■ Task brief: Rewrite the lines below as a numbered list, leaving out any blank lines.

==== Data provided

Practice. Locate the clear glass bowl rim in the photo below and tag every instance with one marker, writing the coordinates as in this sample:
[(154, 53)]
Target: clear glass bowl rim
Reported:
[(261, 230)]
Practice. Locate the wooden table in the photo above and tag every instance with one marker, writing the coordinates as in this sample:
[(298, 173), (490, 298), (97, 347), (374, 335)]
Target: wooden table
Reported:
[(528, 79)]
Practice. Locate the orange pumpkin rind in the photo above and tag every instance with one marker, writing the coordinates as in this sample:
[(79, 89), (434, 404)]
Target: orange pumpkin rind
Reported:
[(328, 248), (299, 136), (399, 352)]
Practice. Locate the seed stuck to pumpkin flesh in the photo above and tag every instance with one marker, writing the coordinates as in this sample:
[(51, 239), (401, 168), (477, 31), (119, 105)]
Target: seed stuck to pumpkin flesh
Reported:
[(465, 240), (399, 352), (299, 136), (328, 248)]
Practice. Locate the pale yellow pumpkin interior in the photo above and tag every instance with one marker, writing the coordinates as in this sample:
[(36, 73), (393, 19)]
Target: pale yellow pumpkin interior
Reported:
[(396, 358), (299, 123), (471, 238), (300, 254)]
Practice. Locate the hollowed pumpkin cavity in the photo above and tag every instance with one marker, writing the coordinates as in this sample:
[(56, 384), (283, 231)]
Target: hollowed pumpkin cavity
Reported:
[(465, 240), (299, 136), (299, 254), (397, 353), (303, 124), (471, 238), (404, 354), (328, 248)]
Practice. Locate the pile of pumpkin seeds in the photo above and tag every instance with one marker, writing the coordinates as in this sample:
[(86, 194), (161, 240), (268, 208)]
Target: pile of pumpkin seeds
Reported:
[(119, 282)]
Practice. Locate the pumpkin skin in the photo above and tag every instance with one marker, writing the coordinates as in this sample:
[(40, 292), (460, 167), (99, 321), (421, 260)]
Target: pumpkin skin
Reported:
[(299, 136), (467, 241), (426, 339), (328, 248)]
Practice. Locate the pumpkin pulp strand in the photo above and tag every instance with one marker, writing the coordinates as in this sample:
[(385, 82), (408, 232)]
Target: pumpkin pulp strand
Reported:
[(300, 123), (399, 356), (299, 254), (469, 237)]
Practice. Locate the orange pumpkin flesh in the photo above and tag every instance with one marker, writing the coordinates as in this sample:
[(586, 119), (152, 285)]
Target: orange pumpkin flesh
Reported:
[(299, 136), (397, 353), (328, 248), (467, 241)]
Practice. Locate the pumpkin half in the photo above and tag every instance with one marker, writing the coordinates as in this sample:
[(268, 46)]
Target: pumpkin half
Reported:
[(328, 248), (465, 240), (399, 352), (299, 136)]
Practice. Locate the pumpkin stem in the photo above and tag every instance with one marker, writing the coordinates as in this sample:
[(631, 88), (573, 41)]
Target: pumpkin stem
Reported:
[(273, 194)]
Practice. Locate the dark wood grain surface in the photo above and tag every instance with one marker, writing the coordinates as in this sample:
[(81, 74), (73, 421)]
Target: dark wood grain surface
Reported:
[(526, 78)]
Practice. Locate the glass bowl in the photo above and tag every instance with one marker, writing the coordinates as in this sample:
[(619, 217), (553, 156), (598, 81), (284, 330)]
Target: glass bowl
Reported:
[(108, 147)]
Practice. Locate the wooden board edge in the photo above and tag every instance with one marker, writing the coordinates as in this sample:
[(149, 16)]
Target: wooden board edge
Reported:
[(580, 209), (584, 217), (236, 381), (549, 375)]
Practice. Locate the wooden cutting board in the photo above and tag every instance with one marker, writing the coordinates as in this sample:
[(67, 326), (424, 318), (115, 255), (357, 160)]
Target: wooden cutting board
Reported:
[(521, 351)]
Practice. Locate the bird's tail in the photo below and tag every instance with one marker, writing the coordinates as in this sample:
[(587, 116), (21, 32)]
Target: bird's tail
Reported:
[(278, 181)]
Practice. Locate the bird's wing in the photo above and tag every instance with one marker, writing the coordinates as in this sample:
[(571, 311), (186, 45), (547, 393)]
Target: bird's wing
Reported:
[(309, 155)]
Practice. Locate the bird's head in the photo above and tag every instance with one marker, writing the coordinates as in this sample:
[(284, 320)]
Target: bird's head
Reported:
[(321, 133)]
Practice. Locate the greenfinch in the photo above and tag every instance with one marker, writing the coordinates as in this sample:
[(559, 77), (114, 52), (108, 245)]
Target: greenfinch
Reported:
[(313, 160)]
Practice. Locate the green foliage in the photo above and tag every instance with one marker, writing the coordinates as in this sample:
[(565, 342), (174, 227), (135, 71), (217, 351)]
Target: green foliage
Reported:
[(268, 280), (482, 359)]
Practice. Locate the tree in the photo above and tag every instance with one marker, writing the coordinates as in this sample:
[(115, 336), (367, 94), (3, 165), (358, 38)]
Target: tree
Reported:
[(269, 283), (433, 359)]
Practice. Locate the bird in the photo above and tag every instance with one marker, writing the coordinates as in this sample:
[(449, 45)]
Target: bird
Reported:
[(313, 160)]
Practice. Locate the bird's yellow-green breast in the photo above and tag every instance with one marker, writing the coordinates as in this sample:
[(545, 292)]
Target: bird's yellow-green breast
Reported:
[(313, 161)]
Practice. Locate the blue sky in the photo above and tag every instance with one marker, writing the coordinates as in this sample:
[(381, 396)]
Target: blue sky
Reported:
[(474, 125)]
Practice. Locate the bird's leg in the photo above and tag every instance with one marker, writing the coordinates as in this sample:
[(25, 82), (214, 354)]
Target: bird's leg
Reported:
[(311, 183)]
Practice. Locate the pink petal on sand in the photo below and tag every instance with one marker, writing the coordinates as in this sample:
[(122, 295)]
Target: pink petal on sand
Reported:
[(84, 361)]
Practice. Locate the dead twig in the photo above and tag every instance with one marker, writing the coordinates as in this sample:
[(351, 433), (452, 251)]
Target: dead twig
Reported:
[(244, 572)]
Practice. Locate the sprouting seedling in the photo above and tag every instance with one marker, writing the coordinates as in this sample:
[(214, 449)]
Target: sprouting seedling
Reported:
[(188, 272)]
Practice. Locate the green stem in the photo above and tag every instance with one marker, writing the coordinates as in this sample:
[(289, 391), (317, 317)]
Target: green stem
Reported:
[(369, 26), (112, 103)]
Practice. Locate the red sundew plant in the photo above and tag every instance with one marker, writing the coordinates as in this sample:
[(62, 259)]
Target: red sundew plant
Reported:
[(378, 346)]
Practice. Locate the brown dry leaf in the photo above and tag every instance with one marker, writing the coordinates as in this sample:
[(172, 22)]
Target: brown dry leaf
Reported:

========

■ Full output:
1. Practice. Locate the clear glass bowl rim in the photo below and tag every instance with one marker, writing the coordinates as in this sample:
2. [(154, 53)]
3. Target: clear glass bowl rim
4. Reported:
5. [(261, 230)]
6. Practice. Locate the wooden table in the photo above and tag every instance with one marker, writing the coordinates as in this sample:
7. [(298, 173), (490, 298), (97, 347), (374, 335)]
8. Target: wooden table
9. Reported:
10. [(528, 79)]
11. Practice. Locate the orange pumpkin rind in the photo above and tag every instance with one marker, writing the coordinates as in this sample:
12. [(79, 89), (434, 404)]
13. Target: orange pumpkin rind
14. Reported:
15. [(328, 248), (299, 136), (399, 352)]
16. Practice. Locate the seed stuck to pumpkin flesh in the photo above and tag every instance with one marker, writing the coordinates as in this sample:
17. [(51, 239), (401, 168), (477, 31), (119, 105)]
18. Target: seed stuck to pumpkin flesh
19. Reported:
20. [(465, 240), (399, 352), (299, 136), (328, 248)]
21. Practice. Locate the pale yellow pumpkin interior in the photo above and tag every instance with one marker, writing the coordinates as in this sample:
22. [(36, 73), (393, 19)]
23. Target: pale yellow pumpkin interior
24. Reported:
25. [(396, 358), (299, 123), (471, 238), (300, 254)]
26. Practice. Locate the hollowed pumpkin cavity in the photo above and tag every instance with one marker, writing the coordinates as in this sample:
27. [(56, 384), (283, 231)]
28. Target: hollowed pumpkin cavity
29. Reported:
30. [(465, 240), (299, 136), (299, 254), (397, 353), (303, 124), (471, 238), (404, 354), (328, 248)]
31. Practice. Locate the pile of pumpkin seeds in the photo above and tag every instance with one marker, writing the coordinates as in this sample:
32. [(86, 194), (161, 240), (268, 208)]
33. Target: pile of pumpkin seeds
34. Reported:
35. [(119, 282)]
36. Practice. Locate the pumpkin skin in the photo above and tag every instance with one marker, writing the coordinates as in this sample:
37. [(40, 292), (460, 167), (99, 321), (421, 260)]
38. Target: pumpkin skin
39. Reported:
40. [(299, 136), (467, 241), (426, 339), (328, 248)]
41. Practice. Locate the pumpkin pulp strand in the photo above and tag every instance with one marker, writing the coordinates as in this sample:
42. [(385, 82), (408, 232)]
43. Target: pumpkin pulp strand
44. Reported:
45. [(300, 123), (399, 356), (299, 254), (469, 237)]
46. Practice. Locate the orange pumpkin flesh in the photo above and tag every instance with one marker, writing the coordinates as in this sample:
47. [(586, 119), (152, 285)]
48. Target: orange pumpkin flesh
49. Reported:
50. [(299, 136), (397, 353), (328, 248), (467, 241)]
51. Practice. Locate the pumpkin half in the photo above and tag every instance with one marker, writing the coordinates as in this sample:
52. [(268, 46)]
53. Target: pumpkin half
54. Reported:
55. [(328, 248), (465, 240), (399, 352), (299, 136)]
56. Practice. Locate the pumpkin stem in the photo above and tag every instance with one marker, writing the coordinates as in this sample:
57. [(631, 88), (573, 41)]
58. Target: pumpkin stem
59. Reported:
60. [(273, 194)]
61. Practice. Locate the dark wood grain surface in the photo above and tag every instance with one marker, writing the coordinates as in this sample:
62. [(81, 74), (73, 421)]
63. Target: dark wood grain surface
64. Reported:
65. [(526, 78)]
66. Practice. Locate the glass bowl in the photo above and tag every instance with one marker, writing the coordinates as in this sample:
67. [(619, 217), (553, 156), (598, 81), (284, 330)]
68. Target: glass bowl
69. Reported:
70. [(108, 147)]
71. Practice. Locate the wooden board edge in the photo above and tag every instance with one marker, writing the coordinates as in this sample:
72. [(149, 16)]
73. Target: wooden board edge
74. Reported:
75. [(580, 209), (584, 217), (236, 381), (549, 375)]
76. Practice. Locate the wooden cutting board in the photo above and tag every instance with one marker, writing the coordinates as in this sample:
77. [(67, 326), (424, 318), (115, 255), (357, 160)]
78. Target: wooden cutting board
79. Reported:
80. [(521, 351)]
81. Practice. Locate the bird's tail in the photo below and tag every instance with one marker, writing the coordinates as in this sample:
82. [(587, 116), (21, 32)]
83. Target: bird's tail
84. Reported:
85. [(278, 181)]
86. Practice. Locate the bird's wing in the photo above and tag every instance with one marker, writing the coordinates as in this sample:
87. [(571, 311), (186, 45), (547, 393)]
88. Target: bird's wing
89. Reported:
90. [(309, 155)]
91. Practice. Locate the bird's head in the photo above and tag every instance with one marker, writing the coordinates as in this sample:
92. [(284, 320)]
93. Target: bird's head
94. Reported:
95. [(321, 133)]
96. Practice. Locate the greenfinch in the photo above and tag every instance with one marker, writing the coordinates as in this sample:
97. [(559, 77), (114, 52), (108, 245)]
98. Target: greenfinch
99. Reported:
100. [(313, 160)]
101. Practice. Locate the green foliage in the photo above and tag every instance with one marker, writing the coordinates as in this sample:
102. [(565, 342), (174, 227), (135, 71), (217, 351)]
103. Target: green foliage
104. Reported:
105. [(268, 280), (482, 359)]
106. Practice. Locate the tree in the photo above and tag every instance with one marker, writing the coordinates as in this sample:
107. [(115, 336), (367, 94), (3, 165), (358, 38)]
108. Target: tree
109. Reported:
110. [(269, 283), (433, 359)]
111. Practice. Locate the bird in the photo above and tag every instance with one marker, writing the coordinates as in this sample:
112. [(449, 45)]
113. Target: bird
114. Reported:
115. [(313, 160)]
116. Practice. Locate the bird's yellow-green breast in the photo above and tag every instance with one marker, writing the coordinates as in this sample:
117. [(545, 292)]
118. Target: bird's yellow-green breast
119. Reported:
120. [(313, 161)]
121. Practice. Locate the blue sky in the photo above and tag every instance with one marker, writing the coordinates as in this sample:
122. [(381, 396)]
123. Target: blue sky
124. Reported:
125. [(474, 125)]
126. Practice. Locate the bird's leg in the photo above and tag every instance with one marker, writing the coordinates as in this sample:
127. [(25, 82), (214, 354)]
128. Target: bird's leg
129. Reported:
130. [(311, 183)]
131. Practice. Locate the pink petal on sand in the photo below and tag every instance with one marker, writing the coordinates as in this sample:
132. [(122, 295)]
133. Target: pink petal on sand
134. Reported:
135. [(84, 361)]
136. Practice. Locate the dead twig in the photo above and tag every instance with one marker, writing the coordinates as in this sample:
137. [(351, 433), (452, 251)]
138. Target: dead twig
139. Reported:
140. [(244, 572)]
141. Practice. Locate the sprouting seedling in the photo above and tag every instance with one marker, writing the coordinates as in this sample:
142. [(214, 449)]
143. Target: sprouting seedling
144. Reported:
145. [(188, 272)]
146. Practice. Locate the green stem in the photo above and tag every instance with one marker, writing the coordinates as in this sample:
147. [(289, 391), (317, 317)]
148. Target: green stem
149. Reported:
150. [(369, 26), (112, 103)]
151. Practice. Locate the red sundew plant in the photo above and tag every instance with one marker, writing the coordinates as in this sample:
152. [(62, 259)]
153. Target: red sundew plant
154. Reported:
155. [(378, 346)]
156. Practice. Locate the brown dry leaf in the photo above and tag every instance with one marker, writing the coordinates as in this sample:
157. [(172, 22)]
158. Target: brown dry leaf
159. Reported:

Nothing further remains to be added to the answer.